▸ EXERCISE GOAL:
Write out every entry word for word.

▸ DATASET CONTENT:
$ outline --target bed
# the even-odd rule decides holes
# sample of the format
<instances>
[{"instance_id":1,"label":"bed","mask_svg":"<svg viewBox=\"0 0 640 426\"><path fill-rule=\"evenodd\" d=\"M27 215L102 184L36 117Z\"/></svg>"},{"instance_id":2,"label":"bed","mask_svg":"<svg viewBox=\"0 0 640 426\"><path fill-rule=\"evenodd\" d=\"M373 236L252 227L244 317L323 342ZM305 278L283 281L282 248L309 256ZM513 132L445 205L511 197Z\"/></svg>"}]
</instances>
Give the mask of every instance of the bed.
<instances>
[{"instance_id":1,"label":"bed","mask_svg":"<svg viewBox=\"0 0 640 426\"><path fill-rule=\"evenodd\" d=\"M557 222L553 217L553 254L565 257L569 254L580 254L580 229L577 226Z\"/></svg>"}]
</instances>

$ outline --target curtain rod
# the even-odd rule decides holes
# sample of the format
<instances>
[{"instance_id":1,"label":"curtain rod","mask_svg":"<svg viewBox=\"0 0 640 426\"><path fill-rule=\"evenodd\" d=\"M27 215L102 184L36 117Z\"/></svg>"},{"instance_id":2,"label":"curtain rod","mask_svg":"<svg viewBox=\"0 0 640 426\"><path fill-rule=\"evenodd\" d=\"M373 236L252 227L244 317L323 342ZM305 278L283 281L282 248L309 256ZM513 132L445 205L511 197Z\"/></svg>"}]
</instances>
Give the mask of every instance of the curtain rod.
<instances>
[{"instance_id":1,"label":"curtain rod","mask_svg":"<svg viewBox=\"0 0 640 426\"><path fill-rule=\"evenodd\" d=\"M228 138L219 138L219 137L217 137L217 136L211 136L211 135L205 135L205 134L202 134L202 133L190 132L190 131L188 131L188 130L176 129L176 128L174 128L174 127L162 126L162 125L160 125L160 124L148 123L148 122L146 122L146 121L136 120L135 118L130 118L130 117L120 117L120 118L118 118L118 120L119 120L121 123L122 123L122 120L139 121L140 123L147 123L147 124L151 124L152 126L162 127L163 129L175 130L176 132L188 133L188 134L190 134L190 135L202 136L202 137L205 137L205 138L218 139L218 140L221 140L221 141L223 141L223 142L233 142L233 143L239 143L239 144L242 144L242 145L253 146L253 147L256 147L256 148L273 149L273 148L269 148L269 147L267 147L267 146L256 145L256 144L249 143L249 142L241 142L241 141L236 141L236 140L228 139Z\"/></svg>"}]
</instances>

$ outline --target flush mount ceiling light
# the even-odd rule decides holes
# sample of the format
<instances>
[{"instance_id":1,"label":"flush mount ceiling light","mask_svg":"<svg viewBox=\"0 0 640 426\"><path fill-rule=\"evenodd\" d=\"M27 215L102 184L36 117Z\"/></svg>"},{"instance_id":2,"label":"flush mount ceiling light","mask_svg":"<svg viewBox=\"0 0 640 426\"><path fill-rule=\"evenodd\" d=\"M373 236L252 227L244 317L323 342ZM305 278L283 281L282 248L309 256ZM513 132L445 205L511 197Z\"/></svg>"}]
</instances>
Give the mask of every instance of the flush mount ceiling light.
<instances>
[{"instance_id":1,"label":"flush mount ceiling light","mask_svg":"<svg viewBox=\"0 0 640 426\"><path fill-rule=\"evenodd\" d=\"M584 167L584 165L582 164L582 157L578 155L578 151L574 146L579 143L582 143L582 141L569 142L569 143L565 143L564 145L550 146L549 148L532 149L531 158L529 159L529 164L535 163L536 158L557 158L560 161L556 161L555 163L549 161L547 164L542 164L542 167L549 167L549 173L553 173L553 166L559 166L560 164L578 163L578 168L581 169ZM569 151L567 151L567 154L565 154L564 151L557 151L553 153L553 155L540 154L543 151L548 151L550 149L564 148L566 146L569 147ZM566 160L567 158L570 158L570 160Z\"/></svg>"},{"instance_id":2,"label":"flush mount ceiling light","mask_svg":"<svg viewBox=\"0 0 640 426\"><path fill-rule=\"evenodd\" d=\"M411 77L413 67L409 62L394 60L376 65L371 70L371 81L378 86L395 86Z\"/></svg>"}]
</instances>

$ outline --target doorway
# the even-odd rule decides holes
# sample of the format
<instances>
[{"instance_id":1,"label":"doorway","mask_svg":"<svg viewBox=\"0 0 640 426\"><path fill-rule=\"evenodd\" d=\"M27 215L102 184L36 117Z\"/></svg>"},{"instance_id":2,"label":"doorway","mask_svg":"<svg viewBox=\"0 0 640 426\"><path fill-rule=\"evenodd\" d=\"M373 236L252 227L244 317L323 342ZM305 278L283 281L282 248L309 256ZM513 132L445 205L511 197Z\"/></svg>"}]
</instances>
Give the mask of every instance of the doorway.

▸ RESPONSE TO THIS EXERCISE:
$ outline --target bed
# the even-odd rule decides holes
# sample of the format
<instances>
[{"instance_id":1,"label":"bed","mask_svg":"<svg viewBox=\"0 0 640 426\"><path fill-rule=\"evenodd\" d=\"M27 215L102 184L36 117Z\"/></svg>"},{"instance_id":2,"label":"bed","mask_svg":"<svg viewBox=\"0 0 640 426\"><path fill-rule=\"evenodd\" d=\"M373 236L252 227L244 317L323 342ZM305 278L283 281L282 248L309 256ZM513 132L445 205L511 197Z\"/></svg>"}]
</instances>
Give the mask of every instance of the bed.
<instances>
[{"instance_id":1,"label":"bed","mask_svg":"<svg viewBox=\"0 0 640 426\"><path fill-rule=\"evenodd\" d=\"M557 222L553 217L553 254L565 257L569 254L580 254L580 229L577 226Z\"/></svg>"}]
</instances>

$ outline --target curtain rod
# the even-odd rule decides holes
# sample of the format
<instances>
[{"instance_id":1,"label":"curtain rod","mask_svg":"<svg viewBox=\"0 0 640 426\"><path fill-rule=\"evenodd\" d=\"M27 215L102 184L36 117Z\"/></svg>"},{"instance_id":2,"label":"curtain rod","mask_svg":"<svg viewBox=\"0 0 640 426\"><path fill-rule=\"evenodd\" d=\"M373 236L252 227L244 317L323 342ZM305 278L283 281L282 248L309 256ZM513 132L445 205L511 197Z\"/></svg>"}]
</instances>
Give the mask of every instance of the curtain rod.
<instances>
[{"instance_id":1,"label":"curtain rod","mask_svg":"<svg viewBox=\"0 0 640 426\"><path fill-rule=\"evenodd\" d=\"M228 138L219 138L219 137L217 137L217 136L211 136L211 135L205 135L205 134L202 134L202 133L190 132L190 131L188 131L188 130L176 129L176 128L174 128L174 127L162 126L162 125L160 125L160 124L148 123L148 122L146 122L146 121L136 120L135 118L130 118L130 117L120 117L120 118L118 118L118 120L119 120L121 123L122 123L122 120L139 121L140 123L147 123L147 124L151 124L152 126L162 127L163 129L175 130L176 132L188 133L188 134L190 134L190 135L202 136L202 137L205 137L205 138L218 139L218 140L221 140L221 141L223 141L223 142L233 142L233 143L239 143L239 144L242 144L242 145L253 146L253 147L256 147L256 148L273 149L273 148L269 148L269 147L267 147L267 146L256 145L256 144L249 143L249 142L241 142L241 141L236 141L236 140L228 139Z\"/></svg>"}]
</instances>

$ outline --target flush mount ceiling light
# the even-odd rule decides holes
# sample of the format
<instances>
[{"instance_id":1,"label":"flush mount ceiling light","mask_svg":"<svg viewBox=\"0 0 640 426\"><path fill-rule=\"evenodd\" d=\"M27 215L102 184L36 117Z\"/></svg>"},{"instance_id":2,"label":"flush mount ceiling light","mask_svg":"<svg viewBox=\"0 0 640 426\"><path fill-rule=\"evenodd\" d=\"M373 236L252 227L244 317L323 342ZM305 278L283 281L282 248L309 256ZM513 132L445 205L511 197Z\"/></svg>"}]
</instances>
Give the mask of every instance of the flush mount ceiling light.
<instances>
[{"instance_id":1,"label":"flush mount ceiling light","mask_svg":"<svg viewBox=\"0 0 640 426\"><path fill-rule=\"evenodd\" d=\"M584 167L584 165L582 164L582 157L578 155L578 151L574 146L579 143L582 143L582 141L569 142L569 143L565 143L564 145L550 146L549 148L532 149L531 158L529 159L529 164L535 163L536 158L557 158L560 161L556 161L555 163L549 161L547 164L542 164L542 167L549 167L549 173L553 173L553 166L559 166L560 164L578 163L578 168L581 169ZM569 151L567 151L567 154L565 154L564 151L557 151L553 153L553 155L540 154L543 151L548 151L550 149L564 148L566 146L569 147ZM566 160L567 158L570 158L570 160Z\"/></svg>"},{"instance_id":2,"label":"flush mount ceiling light","mask_svg":"<svg viewBox=\"0 0 640 426\"><path fill-rule=\"evenodd\" d=\"M411 77L413 67L409 62L394 60L376 65L371 70L371 81L378 86L395 86Z\"/></svg>"}]
</instances>

$ outline --target doorway
# the even-odd rule decides holes
# sample of the format
<instances>
[{"instance_id":1,"label":"doorway","mask_svg":"<svg viewBox=\"0 0 640 426\"><path fill-rule=\"evenodd\" d=\"M27 215L102 184L36 117Z\"/></svg>"},{"instance_id":2,"label":"doorway","mask_svg":"<svg viewBox=\"0 0 640 426\"><path fill-rule=\"evenodd\" d=\"M373 236L252 227L244 317L323 342ZM305 278L283 281L282 248L309 256ZM513 132L445 205L511 197Z\"/></svg>"}]
</instances>
Give the mask of every instance of the doorway.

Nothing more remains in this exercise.